(Items from a data source)

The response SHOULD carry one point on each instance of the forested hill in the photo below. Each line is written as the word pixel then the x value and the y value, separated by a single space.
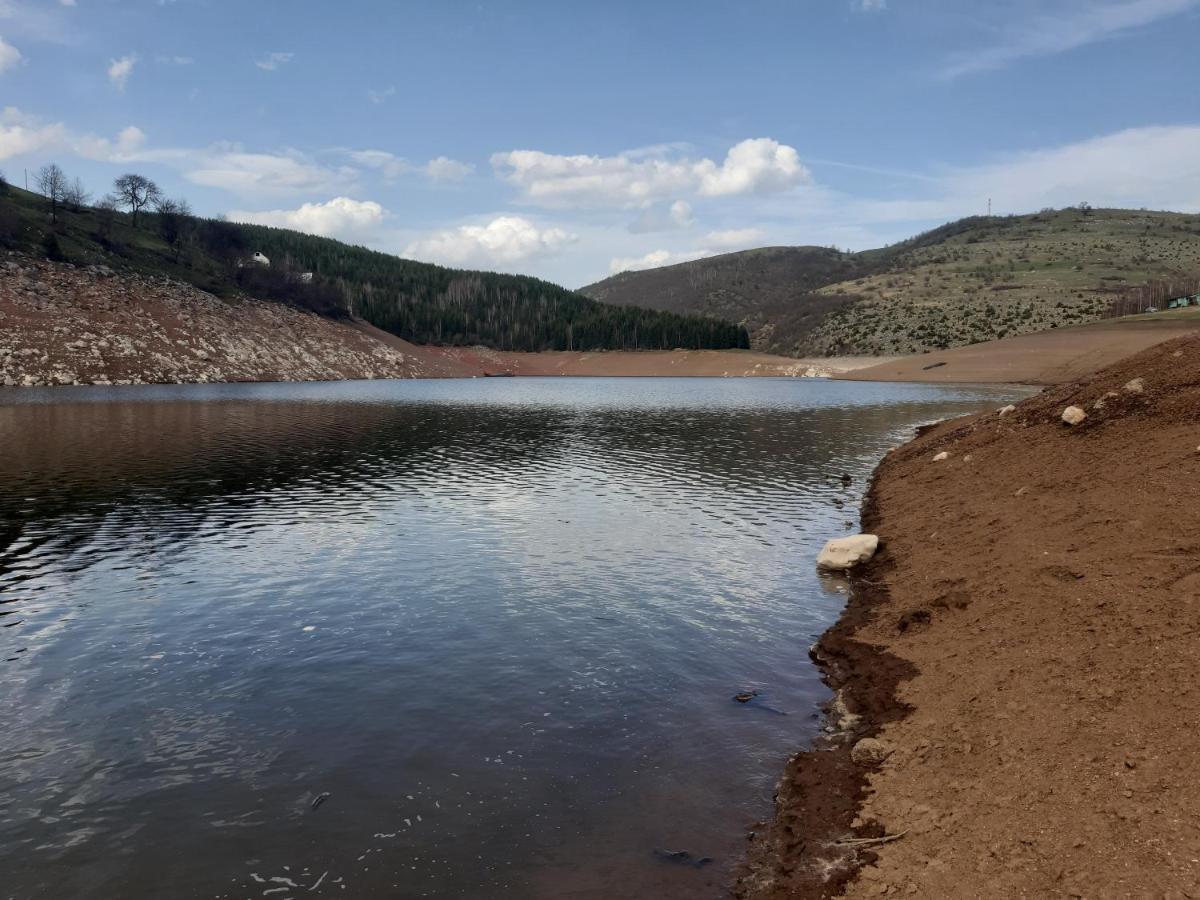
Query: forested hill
pixel 969 281
pixel 431 304
pixel 418 301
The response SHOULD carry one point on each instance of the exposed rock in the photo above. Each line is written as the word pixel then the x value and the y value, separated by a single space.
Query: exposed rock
pixel 870 751
pixel 1073 415
pixel 63 324
pixel 844 553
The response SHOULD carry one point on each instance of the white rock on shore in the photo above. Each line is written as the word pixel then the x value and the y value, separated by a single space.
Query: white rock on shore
pixel 844 553
pixel 1073 415
pixel 870 751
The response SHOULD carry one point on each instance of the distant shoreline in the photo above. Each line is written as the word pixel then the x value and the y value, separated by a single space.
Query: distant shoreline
pixel 61 325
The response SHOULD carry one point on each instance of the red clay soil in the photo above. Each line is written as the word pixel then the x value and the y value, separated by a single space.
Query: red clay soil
pixel 1026 649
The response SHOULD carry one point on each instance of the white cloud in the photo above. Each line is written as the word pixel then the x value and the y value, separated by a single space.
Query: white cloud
pixel 390 165
pixel 233 169
pixel 340 217
pixel 271 61
pixel 502 241
pixel 10 57
pixel 654 259
pixel 393 167
pixel 735 238
pixel 125 148
pixel 664 219
pixel 1086 22
pixel 639 180
pixel 381 96
pixel 119 71
pixel 443 168
pixel 23 135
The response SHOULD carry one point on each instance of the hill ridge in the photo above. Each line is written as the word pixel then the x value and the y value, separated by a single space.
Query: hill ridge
pixel 972 280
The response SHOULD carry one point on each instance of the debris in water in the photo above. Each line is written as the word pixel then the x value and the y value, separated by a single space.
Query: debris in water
pixel 683 857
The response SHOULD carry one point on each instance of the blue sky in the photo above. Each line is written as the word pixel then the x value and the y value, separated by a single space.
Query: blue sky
pixel 570 141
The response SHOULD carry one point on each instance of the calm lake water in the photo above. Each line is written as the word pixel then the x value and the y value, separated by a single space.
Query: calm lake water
pixel 468 639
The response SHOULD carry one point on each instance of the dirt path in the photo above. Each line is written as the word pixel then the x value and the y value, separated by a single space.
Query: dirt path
pixel 1026 648
pixel 1054 357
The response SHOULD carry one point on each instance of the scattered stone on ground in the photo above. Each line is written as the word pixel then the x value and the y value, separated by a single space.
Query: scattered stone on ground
pixel 843 553
pixel 1073 415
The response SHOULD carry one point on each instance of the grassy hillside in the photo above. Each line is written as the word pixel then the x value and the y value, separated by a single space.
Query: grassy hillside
pixel 973 280
pixel 418 301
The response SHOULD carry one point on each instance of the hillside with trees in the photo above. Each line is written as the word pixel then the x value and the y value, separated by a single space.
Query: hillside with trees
pixel 137 229
pixel 973 280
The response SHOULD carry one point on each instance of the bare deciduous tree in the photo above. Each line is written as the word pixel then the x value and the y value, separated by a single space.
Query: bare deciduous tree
pixel 52 181
pixel 106 215
pixel 174 217
pixel 136 191
pixel 76 196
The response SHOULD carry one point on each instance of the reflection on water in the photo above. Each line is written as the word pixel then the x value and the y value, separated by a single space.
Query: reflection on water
pixel 414 639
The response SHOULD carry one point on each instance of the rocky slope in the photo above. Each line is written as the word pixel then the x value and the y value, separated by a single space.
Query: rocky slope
pixel 63 324
pixel 67 324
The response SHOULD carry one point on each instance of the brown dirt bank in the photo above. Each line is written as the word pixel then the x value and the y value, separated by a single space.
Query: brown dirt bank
pixel 1026 647
pixel 712 364
pixel 1054 357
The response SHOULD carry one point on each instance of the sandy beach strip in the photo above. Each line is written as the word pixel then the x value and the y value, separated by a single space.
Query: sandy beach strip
pixel 1024 654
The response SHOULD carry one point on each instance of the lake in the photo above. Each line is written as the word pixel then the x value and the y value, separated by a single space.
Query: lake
pixel 459 639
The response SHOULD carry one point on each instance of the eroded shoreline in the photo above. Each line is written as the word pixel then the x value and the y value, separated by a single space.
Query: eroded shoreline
pixel 1024 648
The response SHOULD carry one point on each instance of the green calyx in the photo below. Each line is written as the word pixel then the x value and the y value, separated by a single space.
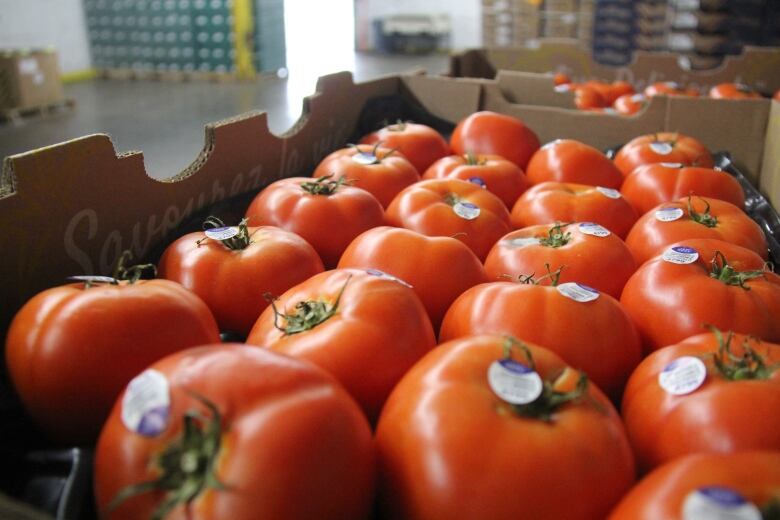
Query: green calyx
pixel 187 466
pixel 307 315
pixel 706 218
pixel 722 271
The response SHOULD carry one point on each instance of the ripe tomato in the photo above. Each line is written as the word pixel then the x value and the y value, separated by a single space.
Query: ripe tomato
pixel 566 160
pixel 703 281
pixel 439 269
pixel 692 483
pixel 734 91
pixel 381 171
pixel 653 184
pixel 450 447
pixel 421 144
pixel 590 253
pixel 500 177
pixel 662 147
pixel 364 327
pixel 326 213
pixel 492 133
pixel 71 349
pixel 693 217
pixel 669 88
pixel 730 390
pixel 567 202
pixel 594 336
pixel 233 432
pixel 454 208
pixel 232 275
pixel 629 104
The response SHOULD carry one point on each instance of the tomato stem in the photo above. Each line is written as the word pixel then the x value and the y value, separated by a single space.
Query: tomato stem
pixel 188 464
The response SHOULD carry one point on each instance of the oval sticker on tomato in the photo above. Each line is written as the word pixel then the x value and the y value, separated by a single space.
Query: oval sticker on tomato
pixel 514 382
pixel 146 404
pixel 718 503
pixel 683 375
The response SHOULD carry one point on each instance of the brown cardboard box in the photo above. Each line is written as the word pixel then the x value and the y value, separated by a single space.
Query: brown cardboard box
pixel 29 79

**Goal of the exercise**
Each record above is to be restated exactly, with its pictures removed from the copy.

**Answer to this task**
The response SHOULD carry one point on each instance of the forested hill in the photo below. Each line is written as the word pixel then the x value and the y value, separated by a single space.
Query: forested hill
pixel 969 281
pixel 431 304
pixel 418 301
The response SHOULD carry one point on each instance of the exposed rock in the photo above. Each line is written as the word pixel then the x value and the y value, separated by a single space.
Query: exposed rock
pixel 870 751
pixel 1073 415
pixel 63 324
pixel 844 553
The response SHOULD carry one point on each instance of the white rock on shore in the photo above. Each line is written as the word pixel then the x value and the y value, separated by a single space.
Query: white rock on shore
pixel 844 553
pixel 1073 415
pixel 870 751
The response SHOULD carry one point on each instance of the distant shoreline in the photo above. Each line is written as the word pixel then the x value and the y value, separated by a single space.
Query: distant shoreline
pixel 61 325
The response SHOULD carry one point on each instance of the red clay soil in the photo above. Each line is written as the word pixel then the x value and the y value, separated by a single space.
Query: red clay soil
pixel 1026 649
The response SHOULD carry one point on each instance of the white cloud in the photo above. Each line is written as the word pixel then the x value and the y value, separated by a single space.
Query: white cloud
pixel 390 165
pixel 233 169
pixel 340 217
pixel 271 61
pixel 502 241
pixel 10 57
pixel 654 259
pixel 393 167
pixel 735 238
pixel 125 148
pixel 664 219
pixel 1086 22
pixel 639 180
pixel 381 96
pixel 119 71
pixel 443 168
pixel 23 135
The response SHOULD carry one point on each instance of the hill ridge in the photo above. Each line is written as the word pixel then the x value and the y value, separated by a single space.
Query: hill ridge
pixel 972 280
The response SHOULD carry one point on each instance of the debris in water in the photo above. Each line is written as the word pixel then the x value and the y value, separated by a single space.
Query: debris in water
pixel 683 857
The response SHOULD carry one point on each instance of the blue sky in the photo above. Each line is written as the word pixel then the x value and the y value, separated by a single space.
Query: blue sky
pixel 570 141
The response SHOULD carry one point on each instance of the calm lake water in the photo above. Each line is written as the word pixel then the x value and the y value, separated by a single space.
Query: calm lake water
pixel 468 639
The response SHOULD carry one point on each instance of the dirt path in the photo above. Each line is written as the word pixel then the x value and the y value, separated by a single space.
Query: dirt path
pixel 1026 648
pixel 1054 357
The response SHOULD carry one point on each instance of the scattered stone on ground in the photo above. Each line is written as the word pixel then the x value and the y value, separated by a single space.
Query: scattered stone on ground
pixel 843 553
pixel 1073 415
The response SHOULD carry one point on each instance of the grassy hillside in the photo above. Each line is written as the word pixel then the x value and the y value, separated by a single space.
Query: grassy hillside
pixel 973 280
pixel 418 301
The response SHOULD carry one point on each instance of the hillside with trees in the photo above. Each line is written as the word pixel then the x value and the y value, separated by a single space.
Query: hillside with trees
pixel 137 229
pixel 973 280
The response SHOULD carry one point on each instance of the bare deciduous tree in the photo above. Each line is written as the word pixel then the x value and the y value, separated by a single space.
Query: bare deciduous tree
pixel 52 181
pixel 106 215
pixel 174 217
pixel 136 191
pixel 76 196
The response SHOULD carry one point on each instance of the reflection on water in the photo above. Each line is written as the word pixel then the x value and the y value, separated by a single space.
Query: reflection on water
pixel 414 639
The response SHOULD carry one point on each instance of the rocky slope in the photo above. Each line is written as the word pixel then the x value and the y value, separated by a single space.
Query: rocky slope
pixel 63 324
pixel 67 324
The response SHOULD carry one point on each instance of the brown dirt bank in the photo above. Each line is written as the word pixel then the x value and the y value, separated by a single space.
Query: brown dirt bank
pixel 1026 647
pixel 712 364
pixel 1054 357
The response SHOULD carry one point on each instance of the sandy beach strip in the photo above. Each line is written as the word pixel then the x value and the y value, separated by a single space.
Query: sandy beach strip
pixel 1024 654
The response SHOULD carry one point on each instance of the lake in the photo above. Each line is written as the word pixel then the x value and the y value, separated by a single space.
Query: lake
pixel 459 639
The response SHOULD carry one point on each instance of the eroded shoreline in the photo above. Each line is written as the word pixel then the x value and the y value, separated by a single space.
Query: eroded shoreline
pixel 1024 648
The response SHOULD carry one point on each instance of the green calyx in the photo below. Each line is written as the word pixel then the x value and the y value, separated by a single space.
Query: green calyx
pixel 187 466
pixel 307 315
pixel 706 218
pixel 722 271
The response SHOULD carry one point on each instance of the ripe tomato in the photo above. Each line is written as the word pixel then the x value and the y value, separated by a single space.
Query: ripe tomato
pixel 566 160
pixel 703 281
pixel 439 269
pixel 692 483
pixel 734 91
pixel 381 171
pixel 653 184
pixel 450 447
pixel 421 144
pixel 590 253
pixel 500 177
pixel 662 147
pixel 364 327
pixel 326 213
pixel 492 133
pixel 71 349
pixel 693 217
pixel 669 88
pixel 730 390
pixel 567 202
pixel 594 336
pixel 233 432
pixel 454 208
pixel 232 275
pixel 629 104
The response SHOULD carry one point on each instance of the tomato stem in the photo above. Each line is written as the word pixel then the x value and the y value, separated by a single space.
Query: tomato stem
pixel 188 464
The response SHOULD carry one point on each instance of the oval sticker on tomato in the photo above. Each line is written as the word pixel then the x value and the y value, separated by a single space.
Query: oval sticker on tomato
pixel 514 382
pixel 146 404
pixel 718 503
pixel 683 375
The response SHOULD carry one point on each instance of the brown cardboard box in the photo above. Each line is written as the word pixel then the x value and the y value, separated by a single space.
Query: brown cardboard box
pixel 29 79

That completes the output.